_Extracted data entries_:
════════

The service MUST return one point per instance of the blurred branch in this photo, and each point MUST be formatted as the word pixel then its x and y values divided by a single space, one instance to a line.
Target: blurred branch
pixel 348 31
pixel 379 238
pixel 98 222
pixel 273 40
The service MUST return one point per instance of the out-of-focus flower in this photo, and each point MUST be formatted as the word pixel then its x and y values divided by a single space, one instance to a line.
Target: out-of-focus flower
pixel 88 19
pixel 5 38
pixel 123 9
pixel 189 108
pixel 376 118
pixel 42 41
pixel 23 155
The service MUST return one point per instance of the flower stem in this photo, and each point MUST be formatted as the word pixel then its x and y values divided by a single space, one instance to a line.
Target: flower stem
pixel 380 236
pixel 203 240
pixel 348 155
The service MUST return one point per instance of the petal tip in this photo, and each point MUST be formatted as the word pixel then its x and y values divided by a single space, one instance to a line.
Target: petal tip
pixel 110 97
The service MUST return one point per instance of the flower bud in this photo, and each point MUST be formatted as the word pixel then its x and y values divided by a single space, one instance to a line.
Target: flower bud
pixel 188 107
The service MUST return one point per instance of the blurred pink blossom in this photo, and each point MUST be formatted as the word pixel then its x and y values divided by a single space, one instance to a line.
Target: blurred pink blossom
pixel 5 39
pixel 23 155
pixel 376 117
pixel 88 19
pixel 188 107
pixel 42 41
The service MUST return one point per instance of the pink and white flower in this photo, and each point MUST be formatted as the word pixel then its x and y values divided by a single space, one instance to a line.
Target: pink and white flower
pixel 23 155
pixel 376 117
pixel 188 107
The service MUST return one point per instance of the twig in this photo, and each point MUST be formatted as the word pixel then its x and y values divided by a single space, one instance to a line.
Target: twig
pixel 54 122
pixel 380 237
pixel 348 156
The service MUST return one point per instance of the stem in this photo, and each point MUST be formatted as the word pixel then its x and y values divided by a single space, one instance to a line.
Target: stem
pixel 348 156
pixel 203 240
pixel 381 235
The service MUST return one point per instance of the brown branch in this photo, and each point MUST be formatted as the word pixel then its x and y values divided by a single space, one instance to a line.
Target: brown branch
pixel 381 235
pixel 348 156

════════

_PROMPT_:
Every entry must be printed again, exactly as it reads.

_EXERCISE SOLUTION_:
The service MUST return one point per instance of the blurred branch in this photo, and each point MUST be formatted as the word pixel then its x and y values divided by a single space, one instance to a line.
Target: blurred branch
pixel 348 31
pixel 379 238
pixel 98 222
pixel 273 40
The service MUST return one point per instance of the out-of-focus flower in this photo, and each point MUST be formatted as the word pixel then its x and y values divided by a single space, one instance to a line.
Target: out-of-focus flower
pixel 88 19
pixel 5 38
pixel 123 9
pixel 189 108
pixel 376 118
pixel 42 41
pixel 23 155
The service MUST return one point per instance of the flower stem in this photo, and each point MUST be formatted as the word pixel then its x and y values divided by a single space, one instance to a line.
Target: flower stem
pixel 380 236
pixel 203 240
pixel 348 155
The service MUST return one point per instance of the petal tip in this photo, and each point MUST be formatted as the word pixel then its x and y values divided by a single space, one instance to a line.
Target: petal tip
pixel 110 97
The service MUST return one point per instance of the flower bud in this photo, and each point MUST be formatted as the word pixel then its x and y values divided by a single space, one instance to a line.
Target: flower bud
pixel 188 107
The service MUST return one point per instance of the blurred pink blossom in this photo, and each point MUST be formatted as the word pixel then its x and y values divided by a single space, one instance to a line.
Target: blurred pink blossom
pixel 5 39
pixel 23 155
pixel 376 117
pixel 88 19
pixel 188 107
pixel 42 41
The service MUST return one point per instance of the pink and white flower in this photo, and each point MUST be formatted as the word pixel then its x and y values divided by a single space, one instance to a line.
Target: pink and white flower
pixel 23 155
pixel 376 117
pixel 188 107
The service MUST return one point per instance of the twig in this photo, and each point MUST be formatted as the word pixel then its x and y values divided by a single space, one instance to a line.
Target: twig
pixel 54 122
pixel 380 237
pixel 348 156
The service MUST return one point per instance of the stem in this photo, and each point MUST be formatted as the word pixel then its x and y values divided by a single space, one instance to a line.
Target: stem
pixel 348 156
pixel 203 240
pixel 381 235
The service MUST return one point per instance of the brown branch in this photo, and each point MUST be formatted as the word pixel then its x and y values divided by a single space, one instance to a line.
Target: brown branch
pixel 381 235
pixel 348 156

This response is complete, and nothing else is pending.